Collected data entries:
-.-.-

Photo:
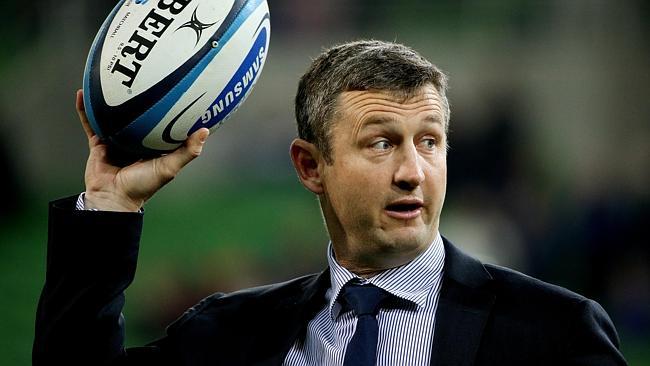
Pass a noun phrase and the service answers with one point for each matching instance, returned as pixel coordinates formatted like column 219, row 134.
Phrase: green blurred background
column 548, row 169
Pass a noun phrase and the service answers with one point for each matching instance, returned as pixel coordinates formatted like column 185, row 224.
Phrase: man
column 372, row 120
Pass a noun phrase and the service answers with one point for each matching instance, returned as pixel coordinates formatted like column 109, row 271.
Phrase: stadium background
column 548, row 169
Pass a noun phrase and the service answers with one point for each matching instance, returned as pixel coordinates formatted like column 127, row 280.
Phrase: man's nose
column 409, row 173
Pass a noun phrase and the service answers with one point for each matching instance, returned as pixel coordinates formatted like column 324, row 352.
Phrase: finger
column 172, row 163
column 81, row 111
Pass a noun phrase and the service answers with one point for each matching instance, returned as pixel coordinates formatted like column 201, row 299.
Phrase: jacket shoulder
column 229, row 307
column 511, row 283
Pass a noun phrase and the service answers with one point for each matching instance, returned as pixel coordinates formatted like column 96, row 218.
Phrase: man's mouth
column 405, row 209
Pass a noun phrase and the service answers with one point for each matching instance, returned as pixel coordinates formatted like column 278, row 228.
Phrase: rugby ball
column 158, row 70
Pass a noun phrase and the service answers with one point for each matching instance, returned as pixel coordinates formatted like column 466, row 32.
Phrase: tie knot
column 363, row 299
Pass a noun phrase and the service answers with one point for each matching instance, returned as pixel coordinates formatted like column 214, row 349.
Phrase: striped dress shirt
column 405, row 332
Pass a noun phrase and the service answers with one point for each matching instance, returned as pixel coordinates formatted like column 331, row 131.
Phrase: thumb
column 172, row 163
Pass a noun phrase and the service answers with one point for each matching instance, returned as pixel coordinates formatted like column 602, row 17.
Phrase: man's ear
column 306, row 160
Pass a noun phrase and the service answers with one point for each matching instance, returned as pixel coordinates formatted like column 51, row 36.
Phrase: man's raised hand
column 110, row 187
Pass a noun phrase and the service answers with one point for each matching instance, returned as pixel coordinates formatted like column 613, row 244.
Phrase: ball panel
column 163, row 115
column 145, row 43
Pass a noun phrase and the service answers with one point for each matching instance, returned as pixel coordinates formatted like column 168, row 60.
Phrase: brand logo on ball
column 144, row 39
column 197, row 26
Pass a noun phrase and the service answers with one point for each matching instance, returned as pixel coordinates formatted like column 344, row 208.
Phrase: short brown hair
column 359, row 65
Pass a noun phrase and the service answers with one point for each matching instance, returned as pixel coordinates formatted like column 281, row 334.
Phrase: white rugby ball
column 158, row 70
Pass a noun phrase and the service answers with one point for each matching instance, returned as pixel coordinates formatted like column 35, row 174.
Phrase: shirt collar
column 412, row 281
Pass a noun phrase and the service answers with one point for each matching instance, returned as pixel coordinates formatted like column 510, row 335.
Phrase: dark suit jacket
column 487, row 315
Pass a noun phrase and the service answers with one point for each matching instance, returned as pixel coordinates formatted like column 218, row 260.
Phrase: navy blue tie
column 365, row 300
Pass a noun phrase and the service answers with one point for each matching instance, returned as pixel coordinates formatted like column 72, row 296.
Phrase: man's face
column 385, row 187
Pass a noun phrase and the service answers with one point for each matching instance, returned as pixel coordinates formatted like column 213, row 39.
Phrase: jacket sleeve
column 91, row 260
column 593, row 339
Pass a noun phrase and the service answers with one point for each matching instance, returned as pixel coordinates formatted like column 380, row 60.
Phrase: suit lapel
column 463, row 309
column 293, row 314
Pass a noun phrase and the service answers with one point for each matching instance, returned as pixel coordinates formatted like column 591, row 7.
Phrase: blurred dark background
column 549, row 165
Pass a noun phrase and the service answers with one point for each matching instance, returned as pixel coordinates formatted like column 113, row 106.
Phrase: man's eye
column 429, row 143
column 381, row 145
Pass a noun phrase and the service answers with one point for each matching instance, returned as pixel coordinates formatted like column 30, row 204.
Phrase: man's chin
column 407, row 240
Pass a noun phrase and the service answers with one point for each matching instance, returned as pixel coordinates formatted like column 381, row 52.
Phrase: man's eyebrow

-.-.-

Requirement:
Set down every one of the entries above word for word, leaving out the pictures.

Solution below:
Photo:
Pass a noun phrase and the service answers with one point for each matching instance, returned as pixel coordinates formatted like column 219, row 134.
Phrase: green blurred background
column 548, row 169
Pass a noun phrase and the service answers with one point for each matching instance, returned as pixel coordinates formatted like column 185, row 224.
Phrase: man
column 372, row 120
Pass a noun phrase and the service answers with one point for each matching instance, returned as pixel coordinates formatted like column 109, row 271.
Phrase: stadium background
column 548, row 169
Pass a noun phrase and the service answers with one point for each matching instance, returned as pixel coordinates formatted like column 127, row 280.
Phrase: man's nose
column 409, row 173
Pass a noun phrase and the service answers with one point for each matching instance, returned as pixel coordinates formatted like column 324, row 352.
Phrase: finger
column 172, row 163
column 81, row 111
Pass a noun phrase and the service answers with one point for each matching instance, returned as pixel coordinates formatted like column 201, row 299.
Phrase: jacket shoulder
column 229, row 307
column 511, row 283
Pass a noun phrase and the service answers with one point for each matching instance, returned as pixel coordinates formatted like column 96, row 218.
Phrase: man's mouth
column 405, row 209
Pass a noun phrase and the service answers with one point for each matching instance, returned as pixel coordinates formatted like column 278, row 228.
Phrase: rugby ball
column 158, row 70
Pass a noun phrase and the service answers with one point for each matching instance, returned as pixel coordinates formatted like column 466, row 32.
Phrase: tie knot
column 363, row 299
Pass a noun phrase and the service answers with one point for each matching instance, returned as pixel coordinates formatted like column 214, row 349.
Phrase: striped dress shirt
column 405, row 332
Pass a noun phrase and the service answers with one point for each matching instance, returned as pixel coordinates formatted like column 331, row 131.
Phrase: thumb
column 172, row 163
Pass a noun phrase and the service answers with one point for each matching instance, returned as pixel coordinates formatted like column 602, row 17.
Phrase: man's ear
column 306, row 160
Pass a noun phrase and the service answers with one point for each matching instance, returned as pixel coordinates formatted like column 51, row 36.
Phrase: man's raised hand
column 110, row 187
Pass a noun phrase and the service answers with one point for each matching instance, returned as pixel coordinates formatted like column 613, row 244.
Phrase: ball panel
column 163, row 115
column 145, row 43
Pass a noun phrase and the service answers with one point for each matching instance, returned as pixel coordinates formatted like column 168, row 60.
Phrase: brand logo on ball
column 144, row 39
column 197, row 26
Pass a noun phrase and the service answers with one point for each matching instance, returned as pixel coordinates formatted like column 344, row 208.
Phrase: short brown hair
column 359, row 65
Pass a noun phrase and the service answers with one point for each matching instance, returned as pixel coordinates formatted like column 281, row 334.
Phrase: white rugby ball
column 158, row 70
Pass a noun phrase and the service answers with one point for each matching instance, returned as pixel coordinates formatted like column 35, row 174.
Phrase: shirt collar
column 412, row 281
Pass a noun phrase and the service answers with one point for each matching instance, returned as pixel coordinates formatted like column 510, row 335.
Phrase: dark suit jacket
column 487, row 315
Pass a noun phrase and the service answers with one point for each matching instance, returned as pixel coordinates formatted like column 218, row 260.
Phrase: navy blue tie
column 365, row 300
Pass a noun phrase and the service answers with one point for each matching instance, returned as pixel coordinates formatted like column 72, row 296.
Phrase: man's face
column 385, row 187
Pass a noun phrase and the service answers with one point for each matching instance, returned as pixel coordinates formatted like column 213, row 39.
Phrase: jacket sleeve
column 91, row 260
column 593, row 339
Pass a noun phrase and the service answers with one point for each matching instance, returned as pixel coordinates formatted like column 380, row 60.
Phrase: suit lapel
column 463, row 309
column 293, row 314
Pass a noun phrase and the service answers with one point for each matching instance, returned as pixel coordinates formatted like column 591, row 7.
Phrase: blurred dark background
column 549, row 165
Pass a noun phrase and the service answers with one point for each matching instance, returned as pixel coordinates formatted like column 113, row 106.
Phrase: man's eye
column 429, row 143
column 381, row 145
Pass a noun phrase and the service answers with one point for each matching instance, returned as pixel coordinates formatted like column 30, row 204.
Phrase: man's chin
column 407, row 240
Pass a noun phrase and the service answers with one point for each matching instance, returned as pixel coordinates formatted like column 381, row 52.
Phrase: man's eyebrow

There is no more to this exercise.